WHAT TO WORK ON
Reproduce every entry exactly as shown.

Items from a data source
——————
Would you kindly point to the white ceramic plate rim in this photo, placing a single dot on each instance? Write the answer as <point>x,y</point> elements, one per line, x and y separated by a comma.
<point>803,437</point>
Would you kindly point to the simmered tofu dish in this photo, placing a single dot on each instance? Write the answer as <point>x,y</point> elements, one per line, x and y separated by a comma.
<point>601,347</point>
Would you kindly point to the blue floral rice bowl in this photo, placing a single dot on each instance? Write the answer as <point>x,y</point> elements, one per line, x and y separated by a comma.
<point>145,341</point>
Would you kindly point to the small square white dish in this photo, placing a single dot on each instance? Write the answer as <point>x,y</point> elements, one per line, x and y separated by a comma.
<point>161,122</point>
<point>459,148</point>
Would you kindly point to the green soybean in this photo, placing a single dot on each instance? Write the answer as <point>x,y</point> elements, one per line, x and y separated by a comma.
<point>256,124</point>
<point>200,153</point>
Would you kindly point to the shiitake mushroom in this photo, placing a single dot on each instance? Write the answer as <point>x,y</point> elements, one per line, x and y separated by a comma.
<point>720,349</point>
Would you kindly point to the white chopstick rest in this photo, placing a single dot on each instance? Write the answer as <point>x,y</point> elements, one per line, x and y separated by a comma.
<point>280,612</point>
——————
SOLUTION TO THIS TASK
Would you kindly point to the white ceramic plate rim in this photo, placing a single dot on each instance? Write the answer as <point>x,y</point> elements, one per line, x and y separated by a comma.
<point>803,437</point>
Would you kindly point to the simmered tofu dish in this photo, placing a single dot on each instance? Write the answer as <point>x,y</point> elements, one per line, x and y separated by a comma.
<point>601,347</point>
Would you kindly point to the blue floral rice bowl in this photo, placing a single dot on each instance? Write the answer as <point>x,y</point> elements, one per line, x and y separated by a comma.
<point>145,341</point>
Would you kindly point to the small square white dish in this photo, placing a single dot on each instance? Write the answer as <point>x,y</point> elements, one per line, x and y separated by a comma.
<point>161,122</point>
<point>459,148</point>
Would you kindly point to the green soybean in this photo, placing a single dot on each instance? Write the answer as <point>x,y</point> elements, one per line, x and y separated by a comma.
<point>256,124</point>
<point>200,153</point>
Would you kindly point to the shiitake mushroom in this photo, placing a single dot on each instance? Write the answer as <point>x,y</point> elements, one per line, x and y separated by a comma.
<point>720,349</point>
Would you kindly point to the white chopstick rest in this photo, placing a single dot on each instance? Write the answer as <point>x,y</point> elements, one per line, x and y separated by a comma.
<point>280,612</point>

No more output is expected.